*Exercise details*. Can you give all the records again without altering a single character?

*Records provided*.
## start

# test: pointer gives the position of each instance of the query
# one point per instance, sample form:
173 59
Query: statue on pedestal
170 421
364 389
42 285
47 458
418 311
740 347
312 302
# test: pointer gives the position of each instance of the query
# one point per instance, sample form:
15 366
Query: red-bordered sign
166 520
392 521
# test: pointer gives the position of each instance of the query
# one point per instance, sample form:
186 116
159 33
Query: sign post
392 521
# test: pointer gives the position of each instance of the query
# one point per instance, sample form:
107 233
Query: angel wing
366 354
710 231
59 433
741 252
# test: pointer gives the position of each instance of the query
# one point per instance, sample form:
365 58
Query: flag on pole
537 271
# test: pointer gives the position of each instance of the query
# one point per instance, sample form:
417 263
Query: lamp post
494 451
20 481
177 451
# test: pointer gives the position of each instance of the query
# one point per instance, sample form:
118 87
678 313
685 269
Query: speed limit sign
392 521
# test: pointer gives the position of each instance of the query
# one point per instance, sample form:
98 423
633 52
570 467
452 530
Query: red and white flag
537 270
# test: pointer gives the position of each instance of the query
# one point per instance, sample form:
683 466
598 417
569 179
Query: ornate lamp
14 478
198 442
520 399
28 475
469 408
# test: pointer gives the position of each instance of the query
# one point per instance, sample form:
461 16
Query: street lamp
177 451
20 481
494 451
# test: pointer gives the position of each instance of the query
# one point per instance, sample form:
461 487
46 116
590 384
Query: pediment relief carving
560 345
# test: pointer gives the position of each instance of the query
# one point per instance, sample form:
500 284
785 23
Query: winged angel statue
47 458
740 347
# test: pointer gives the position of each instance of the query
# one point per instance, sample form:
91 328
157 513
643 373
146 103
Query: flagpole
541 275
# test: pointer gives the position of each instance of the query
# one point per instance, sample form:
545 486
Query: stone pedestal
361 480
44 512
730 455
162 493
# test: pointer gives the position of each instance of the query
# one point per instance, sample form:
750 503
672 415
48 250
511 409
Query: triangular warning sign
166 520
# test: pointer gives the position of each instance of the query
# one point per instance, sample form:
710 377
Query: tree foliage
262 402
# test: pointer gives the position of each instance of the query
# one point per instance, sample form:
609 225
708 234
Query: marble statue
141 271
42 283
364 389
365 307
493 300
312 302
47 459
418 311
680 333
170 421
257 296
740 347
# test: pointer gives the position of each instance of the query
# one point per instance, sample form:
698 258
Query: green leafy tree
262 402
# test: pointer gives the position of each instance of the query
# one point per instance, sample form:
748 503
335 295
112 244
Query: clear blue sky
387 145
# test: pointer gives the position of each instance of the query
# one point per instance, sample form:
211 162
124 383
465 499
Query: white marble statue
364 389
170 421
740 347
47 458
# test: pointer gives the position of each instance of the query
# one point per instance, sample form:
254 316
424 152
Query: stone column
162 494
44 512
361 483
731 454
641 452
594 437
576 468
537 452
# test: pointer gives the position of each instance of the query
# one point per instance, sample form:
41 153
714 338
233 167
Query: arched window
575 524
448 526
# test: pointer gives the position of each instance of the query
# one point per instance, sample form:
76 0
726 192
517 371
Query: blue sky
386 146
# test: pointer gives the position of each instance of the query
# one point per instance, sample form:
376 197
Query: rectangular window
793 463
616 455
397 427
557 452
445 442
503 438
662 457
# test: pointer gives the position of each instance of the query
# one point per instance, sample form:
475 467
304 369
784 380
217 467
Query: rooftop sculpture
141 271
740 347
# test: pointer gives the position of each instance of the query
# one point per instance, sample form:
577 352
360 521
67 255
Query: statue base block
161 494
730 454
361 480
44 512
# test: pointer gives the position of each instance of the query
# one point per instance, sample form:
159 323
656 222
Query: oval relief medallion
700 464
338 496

## end

*Exercise solution*.
# test: pointer gives the position of each instance of the query
# one point per instance, sample form:
173 59
Query: statue on pedestal
170 421
364 389
42 285
47 458
418 311
740 347
312 302
# test: pointer gives the position of each instance of the query
# one point per instance, sample form:
15 366
Query: red-bordered sign
166 520
392 521
# test: pointer gives the position of each instance of the query
# one point per instance, sample form:
186 116
159 33
Query: sign post
392 521
# test: pointer gives the position of each instance of the query
# one point per instance, sample form:
107 233
Query: angel wing
366 354
710 231
59 433
741 252
# test: pointer gives the position of each instance of the query
# one point per instance, sample form:
365 58
Query: flag on pole
537 271
# test: pointer gives the position of each instance of the query
# one point per instance, sample form:
417 263
Query: lamp post
494 451
20 481
177 451
# test: pointer gives the position of each instance of the query
# one point per instance, sample form:
118 87
678 313
685 269
Query: speed limit sign
392 521
# test: pointer gives the position of each instance of the query
# one point per instance, sample form:
98 423
633 52
570 467
452 530
Query: red and white flag
537 270
# test: pointer gives the position of each instance of the query
# one point per instance, sample form:
683 466
598 417
569 179
Query: ornate lamp
14 478
198 442
520 399
28 475
469 408
# test: pointer gives the position of each instance of the query
# one point per instance, sample form:
461 16
Query: street lamp
177 451
20 481
494 451
# test: pointer gives the position of each instance of the query
# one point per instance, sample form:
461 487
46 116
590 384
Query: pediment relief carving
560 345
# test: pointer gives the position of each instance of the query
# one point per instance, sample form:
500 284
785 23
Query: winged angel statue
47 458
740 347
# test: pointer gives the position of each instance of the query
# one point per instance, sample form:
91 328
157 513
643 373
146 103
Query: flagpole
541 275
# test: pointer gives the position of each instance of the query
# one point per instance, sample form:
545 486
Query: stone pedestal
361 480
44 512
730 455
162 493
# test: pointer gives the position of each instance of the query
# one point per instance, sample form:
750 503
672 415
48 250
511 409
Query: triangular warning sign
166 520
# test: pointer gives the position of each instance of the query
# one point per instance, sample form:
710 377
Query: tree foliage
262 402
# test: pointer gives the position of each instance of the query
# one point per instance, sample form:
609 225
708 234
Query: marble statue
141 271
42 283
364 389
365 307
493 300
312 302
47 459
418 311
680 333
170 421
257 296
740 347
# test: pointer gives the position of each instance of the query
# one point per instance, sample form:
698 258
Query: green leafy tree
262 402
# test: pointer gives the position of each instance of the query
# one point per instance, sample form:
748 503
335 295
112 244
Query: clear blue sky
387 145
# test: pointer gives the position of each instance of the query
# one point per instance, sample form:
211 162
124 383
465 499
Query: white marble statue
364 389
170 421
740 347
47 458
# test: pointer gives the position of each instance of the query
# one point per instance, sample form:
254 316
424 152
Query: stone column
162 494
44 512
361 483
731 454
641 452
594 437
576 468
537 452
# test: pointer gives the position of each instance of the query
# one point per instance, sample form:
41 153
714 338
233 167
Query: arched window
575 524
448 526
# test: pointer gives the position of each instance of the query
# one point per instance, sample form:
76 0
726 192
517 371
Query: blue sky
386 146
# test: pointer gives the position of each instance of the query
# one point per instance, sample form:
376 197
Query: rectangular window
793 463
616 455
397 427
557 452
445 442
503 438
662 457
# test: pointer gives the position of each instance of the query
# one point per instance, sample form:
475 467
304 369
784 380
217 467
Query: rooftop sculpture
141 271
740 347
# test: pointer gives the position of each instance of the query
# one point per instance, sample form:
577 352
360 521
67 255
Query: statue base block
161 494
730 454
361 480
44 512
# test: pointer gives the position of each instance of the query
# one point per instance, sample form:
159 323
656 222
Query: oval relief medallion
700 464
338 496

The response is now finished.